[Requirement] Please copy the records from the start through the line that contains "(1180, 399)", changing "Tag" to "Mark" throughout and keeping everything else the same.

[Material shown]
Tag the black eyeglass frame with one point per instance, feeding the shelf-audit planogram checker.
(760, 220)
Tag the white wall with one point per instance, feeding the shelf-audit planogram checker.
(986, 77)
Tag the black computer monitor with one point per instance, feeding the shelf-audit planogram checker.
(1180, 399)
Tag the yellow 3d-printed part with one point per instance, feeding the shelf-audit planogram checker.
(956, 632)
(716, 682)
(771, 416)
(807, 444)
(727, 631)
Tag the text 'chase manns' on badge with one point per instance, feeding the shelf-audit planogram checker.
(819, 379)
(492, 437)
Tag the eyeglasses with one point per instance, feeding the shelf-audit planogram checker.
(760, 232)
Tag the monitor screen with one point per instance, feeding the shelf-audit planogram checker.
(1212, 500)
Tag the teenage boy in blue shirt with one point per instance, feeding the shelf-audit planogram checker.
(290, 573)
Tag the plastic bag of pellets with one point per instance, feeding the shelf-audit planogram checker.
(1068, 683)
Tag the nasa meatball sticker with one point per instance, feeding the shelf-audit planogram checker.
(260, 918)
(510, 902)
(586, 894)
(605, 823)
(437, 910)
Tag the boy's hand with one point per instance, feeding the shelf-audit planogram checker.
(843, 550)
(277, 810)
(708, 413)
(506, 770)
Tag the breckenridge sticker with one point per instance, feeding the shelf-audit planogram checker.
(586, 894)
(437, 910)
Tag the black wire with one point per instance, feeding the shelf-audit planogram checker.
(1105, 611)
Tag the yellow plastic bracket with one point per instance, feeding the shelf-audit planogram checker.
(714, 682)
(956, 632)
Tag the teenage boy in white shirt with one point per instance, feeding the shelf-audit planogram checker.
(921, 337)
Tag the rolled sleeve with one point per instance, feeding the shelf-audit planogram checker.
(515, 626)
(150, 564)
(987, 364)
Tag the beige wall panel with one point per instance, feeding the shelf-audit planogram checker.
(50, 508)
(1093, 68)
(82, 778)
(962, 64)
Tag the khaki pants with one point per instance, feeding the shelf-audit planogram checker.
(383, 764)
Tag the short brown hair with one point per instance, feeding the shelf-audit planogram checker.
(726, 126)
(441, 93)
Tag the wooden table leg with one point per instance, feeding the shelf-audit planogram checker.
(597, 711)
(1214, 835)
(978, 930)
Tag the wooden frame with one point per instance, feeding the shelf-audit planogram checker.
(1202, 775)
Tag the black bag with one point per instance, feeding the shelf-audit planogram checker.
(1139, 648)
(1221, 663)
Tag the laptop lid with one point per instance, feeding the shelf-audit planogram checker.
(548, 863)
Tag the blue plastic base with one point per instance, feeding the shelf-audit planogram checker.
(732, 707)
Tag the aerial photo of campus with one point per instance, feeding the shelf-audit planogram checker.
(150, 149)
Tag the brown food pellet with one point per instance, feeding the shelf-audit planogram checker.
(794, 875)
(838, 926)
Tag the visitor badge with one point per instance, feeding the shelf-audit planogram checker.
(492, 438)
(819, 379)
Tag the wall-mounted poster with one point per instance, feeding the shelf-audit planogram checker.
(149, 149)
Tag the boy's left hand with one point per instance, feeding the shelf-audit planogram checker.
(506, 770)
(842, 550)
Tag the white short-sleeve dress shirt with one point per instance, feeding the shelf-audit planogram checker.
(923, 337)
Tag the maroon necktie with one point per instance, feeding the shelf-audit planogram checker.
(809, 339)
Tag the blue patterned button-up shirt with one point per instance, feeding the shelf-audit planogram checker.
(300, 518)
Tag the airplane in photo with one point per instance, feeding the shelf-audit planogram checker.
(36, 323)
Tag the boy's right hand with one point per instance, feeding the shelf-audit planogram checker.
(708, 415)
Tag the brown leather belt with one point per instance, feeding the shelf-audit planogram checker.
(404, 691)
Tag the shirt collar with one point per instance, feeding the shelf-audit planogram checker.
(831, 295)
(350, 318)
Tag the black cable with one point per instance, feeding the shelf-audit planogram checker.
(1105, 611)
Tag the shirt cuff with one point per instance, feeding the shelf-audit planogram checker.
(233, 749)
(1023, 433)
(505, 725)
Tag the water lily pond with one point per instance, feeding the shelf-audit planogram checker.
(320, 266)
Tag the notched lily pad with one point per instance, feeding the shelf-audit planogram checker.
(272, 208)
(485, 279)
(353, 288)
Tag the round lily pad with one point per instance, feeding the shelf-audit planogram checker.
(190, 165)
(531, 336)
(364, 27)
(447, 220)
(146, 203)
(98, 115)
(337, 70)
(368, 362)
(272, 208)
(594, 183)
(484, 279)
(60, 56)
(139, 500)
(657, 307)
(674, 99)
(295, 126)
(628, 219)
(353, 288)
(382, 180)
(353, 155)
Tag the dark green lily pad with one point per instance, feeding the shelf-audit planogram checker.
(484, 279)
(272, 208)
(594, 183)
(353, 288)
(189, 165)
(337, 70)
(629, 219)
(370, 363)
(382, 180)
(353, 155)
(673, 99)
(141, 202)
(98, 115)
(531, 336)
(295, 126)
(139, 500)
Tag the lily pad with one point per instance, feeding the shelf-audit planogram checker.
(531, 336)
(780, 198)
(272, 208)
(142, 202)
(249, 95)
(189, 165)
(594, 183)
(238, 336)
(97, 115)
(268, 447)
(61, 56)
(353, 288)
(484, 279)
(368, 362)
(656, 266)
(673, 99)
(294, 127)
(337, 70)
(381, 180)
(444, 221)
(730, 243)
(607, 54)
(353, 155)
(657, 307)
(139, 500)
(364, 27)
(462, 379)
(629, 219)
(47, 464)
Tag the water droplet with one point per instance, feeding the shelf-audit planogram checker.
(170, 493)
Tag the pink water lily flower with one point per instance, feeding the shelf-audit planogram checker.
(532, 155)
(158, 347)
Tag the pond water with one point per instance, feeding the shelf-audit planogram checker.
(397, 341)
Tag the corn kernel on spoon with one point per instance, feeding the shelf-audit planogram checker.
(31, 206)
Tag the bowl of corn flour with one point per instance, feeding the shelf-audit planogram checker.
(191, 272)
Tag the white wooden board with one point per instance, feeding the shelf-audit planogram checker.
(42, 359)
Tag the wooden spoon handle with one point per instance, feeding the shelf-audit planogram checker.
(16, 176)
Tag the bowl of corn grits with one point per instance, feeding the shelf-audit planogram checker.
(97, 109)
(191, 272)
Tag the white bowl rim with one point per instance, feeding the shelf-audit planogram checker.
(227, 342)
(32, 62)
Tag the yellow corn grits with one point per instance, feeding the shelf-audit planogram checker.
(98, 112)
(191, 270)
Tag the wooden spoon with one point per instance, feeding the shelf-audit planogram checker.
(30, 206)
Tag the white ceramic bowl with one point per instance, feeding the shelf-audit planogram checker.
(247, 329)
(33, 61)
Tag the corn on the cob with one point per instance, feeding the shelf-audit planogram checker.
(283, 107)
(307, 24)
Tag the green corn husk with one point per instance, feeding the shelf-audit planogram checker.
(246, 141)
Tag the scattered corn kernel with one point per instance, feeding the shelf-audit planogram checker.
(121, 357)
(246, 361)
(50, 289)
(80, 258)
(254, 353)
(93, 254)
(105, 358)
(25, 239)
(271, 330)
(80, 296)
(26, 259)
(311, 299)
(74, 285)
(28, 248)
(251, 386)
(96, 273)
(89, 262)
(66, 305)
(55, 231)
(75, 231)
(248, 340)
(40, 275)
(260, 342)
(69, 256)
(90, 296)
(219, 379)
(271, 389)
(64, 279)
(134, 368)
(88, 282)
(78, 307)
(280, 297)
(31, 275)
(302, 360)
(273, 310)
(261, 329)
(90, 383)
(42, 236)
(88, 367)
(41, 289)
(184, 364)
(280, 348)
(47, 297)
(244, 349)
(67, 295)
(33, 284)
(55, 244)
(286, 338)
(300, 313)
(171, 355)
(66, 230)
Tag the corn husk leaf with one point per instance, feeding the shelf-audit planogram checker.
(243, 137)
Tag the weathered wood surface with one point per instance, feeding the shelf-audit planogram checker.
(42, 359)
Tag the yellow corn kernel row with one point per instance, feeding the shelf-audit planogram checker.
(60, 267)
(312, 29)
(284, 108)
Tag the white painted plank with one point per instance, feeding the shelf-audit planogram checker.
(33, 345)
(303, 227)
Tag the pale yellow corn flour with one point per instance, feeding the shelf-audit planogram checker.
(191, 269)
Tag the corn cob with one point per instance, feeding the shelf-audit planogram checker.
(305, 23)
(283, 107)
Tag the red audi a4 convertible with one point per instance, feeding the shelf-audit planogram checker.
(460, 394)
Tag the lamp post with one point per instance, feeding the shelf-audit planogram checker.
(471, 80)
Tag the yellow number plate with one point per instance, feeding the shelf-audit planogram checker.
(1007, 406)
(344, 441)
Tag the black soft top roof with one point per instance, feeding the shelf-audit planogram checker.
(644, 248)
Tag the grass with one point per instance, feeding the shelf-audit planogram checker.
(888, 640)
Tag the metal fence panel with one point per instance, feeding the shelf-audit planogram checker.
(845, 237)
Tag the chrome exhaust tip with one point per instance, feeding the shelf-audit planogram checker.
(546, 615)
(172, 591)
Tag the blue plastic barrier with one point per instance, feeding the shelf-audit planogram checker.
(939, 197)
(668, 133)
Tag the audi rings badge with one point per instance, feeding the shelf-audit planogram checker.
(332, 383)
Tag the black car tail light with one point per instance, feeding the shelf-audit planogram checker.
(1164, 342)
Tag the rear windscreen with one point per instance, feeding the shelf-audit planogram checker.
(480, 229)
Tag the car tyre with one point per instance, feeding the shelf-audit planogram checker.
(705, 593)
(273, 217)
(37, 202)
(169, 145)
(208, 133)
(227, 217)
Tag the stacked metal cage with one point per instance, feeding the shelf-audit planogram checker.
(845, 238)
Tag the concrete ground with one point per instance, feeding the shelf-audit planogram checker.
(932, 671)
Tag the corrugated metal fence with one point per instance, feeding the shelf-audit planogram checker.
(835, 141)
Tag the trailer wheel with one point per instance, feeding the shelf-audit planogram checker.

[Solved problem]
Mark the black eyeglass frame with one point per instance, feeding the shelf-audit planogram checker.
(760, 220)
Mark the white wall with one point per instance, feeding the shelf-audit planogram checker.
(986, 77)
Mark the black computer monitor with one point per instance, feeding the shelf-audit planogram checker.
(1180, 399)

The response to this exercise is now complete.